▸ Data records
══════════════════════════════

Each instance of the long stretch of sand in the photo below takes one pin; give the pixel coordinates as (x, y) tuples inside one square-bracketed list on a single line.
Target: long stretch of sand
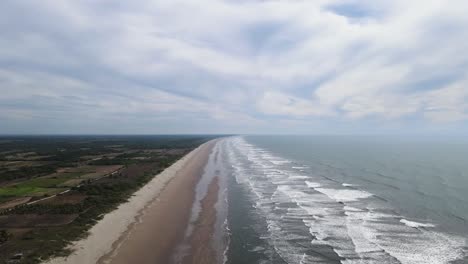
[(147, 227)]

══════════════════════════════

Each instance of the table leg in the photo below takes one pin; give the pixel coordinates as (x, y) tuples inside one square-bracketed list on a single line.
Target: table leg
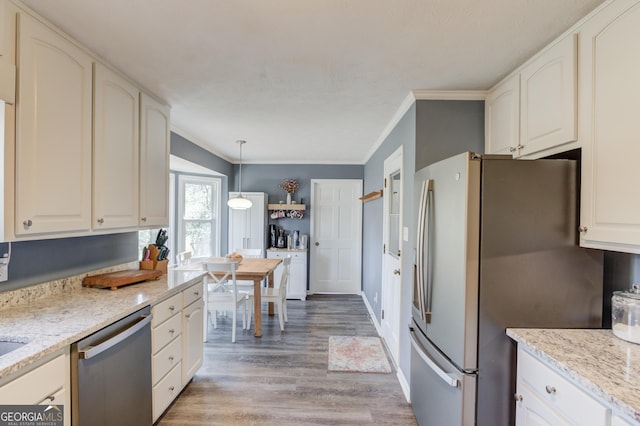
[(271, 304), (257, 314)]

══════════════════════════════

▸ Your assignment
Check each line of the records for the word "give", and show the lines that contain it.

▸ Result of this task
Each instance of the long stretch of sand in the photo below takes one pin; give the pixel coordinates as (x, y) tuples inside one square-bracketed list on a single line.
Each instance of the table leg in the photo below takes one pin; give the pixel coordinates as (x, y) tuples inside one square-bracketed list on a single line.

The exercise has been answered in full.